[BEGIN]
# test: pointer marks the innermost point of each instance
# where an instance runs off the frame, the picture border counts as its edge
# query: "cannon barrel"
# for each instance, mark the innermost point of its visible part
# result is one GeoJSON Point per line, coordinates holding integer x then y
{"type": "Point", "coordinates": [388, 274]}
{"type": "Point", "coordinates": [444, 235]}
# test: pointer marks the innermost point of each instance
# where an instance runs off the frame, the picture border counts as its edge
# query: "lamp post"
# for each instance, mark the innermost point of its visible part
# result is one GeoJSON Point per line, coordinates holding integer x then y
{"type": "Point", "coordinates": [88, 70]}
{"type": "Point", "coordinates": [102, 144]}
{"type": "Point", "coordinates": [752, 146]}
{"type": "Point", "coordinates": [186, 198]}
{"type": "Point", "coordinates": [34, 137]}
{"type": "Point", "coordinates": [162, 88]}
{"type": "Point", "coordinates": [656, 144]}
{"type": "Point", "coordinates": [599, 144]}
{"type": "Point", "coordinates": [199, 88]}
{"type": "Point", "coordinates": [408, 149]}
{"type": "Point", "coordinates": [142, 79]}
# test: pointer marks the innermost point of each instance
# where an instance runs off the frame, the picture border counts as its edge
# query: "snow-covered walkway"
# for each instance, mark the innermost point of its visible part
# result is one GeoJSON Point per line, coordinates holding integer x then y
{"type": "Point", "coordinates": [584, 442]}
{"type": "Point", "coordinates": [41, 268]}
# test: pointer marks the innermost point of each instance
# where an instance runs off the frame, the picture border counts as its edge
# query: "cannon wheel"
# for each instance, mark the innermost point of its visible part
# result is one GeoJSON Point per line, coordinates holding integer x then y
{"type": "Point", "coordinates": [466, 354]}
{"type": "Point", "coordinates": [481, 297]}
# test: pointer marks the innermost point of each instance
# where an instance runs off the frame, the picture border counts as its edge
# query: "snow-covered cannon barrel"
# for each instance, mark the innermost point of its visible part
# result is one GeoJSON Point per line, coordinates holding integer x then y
[END]
## Exercise directions
Set down the material above again, word for word.

## Written solution
# test: pointer marks the innermost point of each instance
# where an instance runs off the frame, the picture border counts as its edge
# query: "cannon barrel"
# for each instance, mark the innermost point of its visible part
# result is one GeoJSON Point per line, coordinates holding integer x then y
{"type": "Point", "coordinates": [388, 274]}
{"type": "Point", "coordinates": [444, 235]}
# test: pointer marks the innermost point of each instance
# where an instance runs off the frame, the picture border counts as its edge
# query: "lamp post"
# for each instance, mark the innermost point of its visible part
# result is one GeoJSON Point per line, coordinates holding integer x then y
{"type": "Point", "coordinates": [88, 70]}
{"type": "Point", "coordinates": [102, 144]}
{"type": "Point", "coordinates": [752, 146]}
{"type": "Point", "coordinates": [186, 198]}
{"type": "Point", "coordinates": [34, 137]}
{"type": "Point", "coordinates": [162, 88]}
{"type": "Point", "coordinates": [656, 144]}
{"type": "Point", "coordinates": [599, 144]}
{"type": "Point", "coordinates": [199, 88]}
{"type": "Point", "coordinates": [408, 149]}
{"type": "Point", "coordinates": [142, 79]}
# test: pointer marks the innermost point of each instance
# where an instance runs off the frame, the picture border counts as its edge
# query: "snow-covered walkway"
# for each instance, mark the innermost point of its visible part
# result is one GeoJSON Point per line, coordinates holding integer x then y
{"type": "Point", "coordinates": [584, 442]}
{"type": "Point", "coordinates": [41, 268]}
# test: pointer marks the innermost point of each instance
# where an instance runs off the frame, the picture border counts as its edge
# query: "cannon wheel"
# for each instance, mark the innermost point of its visible part
# result is one GeoJSON Point per line, coordinates holding integer x then y
{"type": "Point", "coordinates": [466, 354]}
{"type": "Point", "coordinates": [481, 297]}
# test: pointer marks the innermost point of each instance
# where an instance runs off the frame, the picture border counts as its edge
# query: "snow-covered cannon barrel"
# for each instance, mark the innermost point of its visible part
# result is one GeoJSON Point per line, coordinates holding integer x then y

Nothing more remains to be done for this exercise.